**The task**
Answer these questions from the article on Iceland's New Year's fireworks:
1. About how many tonnes of fireworks do Iceland's inhabitants buy each year?
2. In what year did ICE-SAR launch its fund-raising campaign?
3. How many days long is the current fireworks purchasing window?

**Document excerpt**

Friday, January 01, 2021

Icelanders take New Year's fireworks to dizzying heights 

Icelandic people celebrate New Year's Eve and hope for a brighter 2021 as fireworks light up the sky in Reykjavik, Iceland. AFP/Halldor Kolbeins

REYKJAVIK - While New Year's Eve fireworks are hardly rare, Icelanders take the tradition to breathtaking heights, firing the dazzling incendiary devices from back gardens, streets, hilltops or city parks across their Nordic island.

Each year the nation's 365,000 inhabitants buy around 600 tonnes of fireworks, more than a kilo and a half per person, according to Statistics Iceland.

The bulk of the devices go up on New Year's Eve, turning the sky above the subarctic island into a glittering canopy from the capital Reykjavik to the smallest village.

"We sort of burn away the past year and make way for the new one, which I think we'll be very happy to do this year," said Dagrun Osk Jonsdottir, a doctoral student and expert on Icelandic folklore.

The tradition, dating to the early 20th century, is rooted in the Nordic bonfire, a much older custom that is banned this year anyway because of the pandemic.

Once too expensive for most Icelanders, fireworks became more accessible to the general public thanks to a fund-raising campaign launched in 1968 by the volunteer Icelandic Association for Search and Rescue (ICE-SAR).

While many of the fireworks are fired from private gardens, the New Year's Eve displays follow a common timetable.


A first-round, lasting around an hour and a half, begins around 8pm after the prime minister's year-end speech.

The sky goes dark and quiet for the next hour as just about every breathing person in Iceland -- a record 99.7 percent of the population in 2019 -- turns on the TV for "Aramotaskaup".

Warmed and amused by the show, Icelanders venture back out into the cold to set off their fireworks extravaganza in earnest. 

As with many traditions elsewhere, Icelanders' fireworks excesses have recently come under scrutiny.

In 2018, unfavourable weather combined with the fireworks to pollute Reykjavik's usually pure air with microparticles, reaching levels associated with megacities like Beijing or New Delhi.

The government is considering cutting the fireworks purchasing window to three days from the current 10.

**Referring expression data**
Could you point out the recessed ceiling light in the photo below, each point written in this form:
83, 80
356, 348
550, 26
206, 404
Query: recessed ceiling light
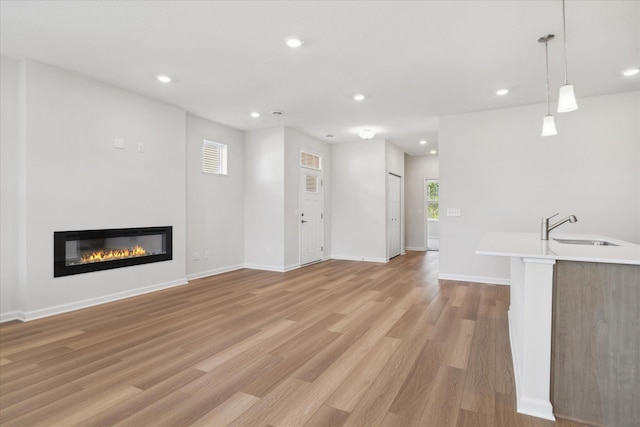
366, 134
293, 42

**Reply**
1. Around 600 tonnes
2. 1968
3. 10 days